Copy out only the part of the items below that opens with the line containing "Task: where can the stone pedestal" and closes with the line containing "x=325, y=425", both ends included, keeping the requests unchanged. In the answers, multiply each x and y coordinate by 2.3 and round to a whole number, with halves going up.

--- RECORDS FOR PROCESSING ---

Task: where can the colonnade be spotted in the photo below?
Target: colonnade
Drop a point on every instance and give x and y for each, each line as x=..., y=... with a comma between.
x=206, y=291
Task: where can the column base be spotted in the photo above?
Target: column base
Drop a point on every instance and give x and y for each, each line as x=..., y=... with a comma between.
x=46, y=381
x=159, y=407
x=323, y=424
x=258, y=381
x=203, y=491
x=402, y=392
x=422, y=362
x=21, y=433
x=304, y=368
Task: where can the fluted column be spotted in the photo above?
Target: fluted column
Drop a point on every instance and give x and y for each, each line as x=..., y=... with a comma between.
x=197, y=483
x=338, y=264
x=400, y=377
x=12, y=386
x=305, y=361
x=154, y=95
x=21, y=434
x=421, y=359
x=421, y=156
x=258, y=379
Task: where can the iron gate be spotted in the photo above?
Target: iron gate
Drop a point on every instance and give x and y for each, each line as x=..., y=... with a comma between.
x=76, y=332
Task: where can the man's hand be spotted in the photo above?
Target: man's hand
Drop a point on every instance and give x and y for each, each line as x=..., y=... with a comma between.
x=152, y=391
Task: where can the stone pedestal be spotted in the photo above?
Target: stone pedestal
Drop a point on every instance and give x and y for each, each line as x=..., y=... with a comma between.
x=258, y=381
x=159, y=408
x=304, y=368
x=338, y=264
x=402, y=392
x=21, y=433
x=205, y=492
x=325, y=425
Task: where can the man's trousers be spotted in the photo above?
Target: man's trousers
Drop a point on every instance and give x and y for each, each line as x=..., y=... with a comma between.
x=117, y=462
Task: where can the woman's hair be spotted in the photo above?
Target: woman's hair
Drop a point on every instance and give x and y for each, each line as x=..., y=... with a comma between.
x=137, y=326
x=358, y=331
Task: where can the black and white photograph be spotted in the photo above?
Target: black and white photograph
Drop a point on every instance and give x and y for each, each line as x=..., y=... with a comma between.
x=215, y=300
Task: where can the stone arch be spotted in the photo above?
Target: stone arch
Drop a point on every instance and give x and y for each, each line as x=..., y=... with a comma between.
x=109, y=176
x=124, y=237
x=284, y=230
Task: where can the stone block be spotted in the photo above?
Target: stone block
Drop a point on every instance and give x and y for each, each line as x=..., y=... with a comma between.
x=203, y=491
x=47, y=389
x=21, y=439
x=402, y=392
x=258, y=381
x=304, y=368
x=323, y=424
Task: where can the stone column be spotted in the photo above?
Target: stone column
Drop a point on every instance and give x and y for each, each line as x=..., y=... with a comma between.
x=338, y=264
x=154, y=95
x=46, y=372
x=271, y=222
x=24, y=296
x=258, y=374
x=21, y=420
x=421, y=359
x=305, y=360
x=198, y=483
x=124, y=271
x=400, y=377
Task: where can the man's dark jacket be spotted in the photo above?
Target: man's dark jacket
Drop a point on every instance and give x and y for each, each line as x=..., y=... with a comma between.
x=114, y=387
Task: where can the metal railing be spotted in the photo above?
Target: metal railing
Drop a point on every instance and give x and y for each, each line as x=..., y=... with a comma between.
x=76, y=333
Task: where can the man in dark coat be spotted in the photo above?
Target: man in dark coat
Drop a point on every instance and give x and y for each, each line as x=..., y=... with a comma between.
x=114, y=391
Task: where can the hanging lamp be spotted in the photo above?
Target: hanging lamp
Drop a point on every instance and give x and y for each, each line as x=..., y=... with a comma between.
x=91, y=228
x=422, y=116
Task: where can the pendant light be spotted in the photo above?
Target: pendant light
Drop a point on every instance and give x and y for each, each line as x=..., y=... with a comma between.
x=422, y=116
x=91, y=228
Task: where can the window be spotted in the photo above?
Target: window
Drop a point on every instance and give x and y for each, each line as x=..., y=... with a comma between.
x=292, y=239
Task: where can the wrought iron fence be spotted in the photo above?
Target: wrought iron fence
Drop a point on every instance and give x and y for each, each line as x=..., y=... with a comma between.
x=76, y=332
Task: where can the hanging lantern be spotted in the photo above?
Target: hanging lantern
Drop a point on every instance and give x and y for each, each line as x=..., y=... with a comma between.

---

OUTPUT FOR THIS EXERCISE »
Task: where can the stone pedestal be spotted in the photo above?
Target: stone pedestal
Drop a point on every instance and give x and y for each, each line as x=..., y=... with a comma between.
x=593, y=876
x=366, y=938
x=699, y=846
x=777, y=607
x=925, y=902
x=48, y=996
x=472, y=1132
x=748, y=978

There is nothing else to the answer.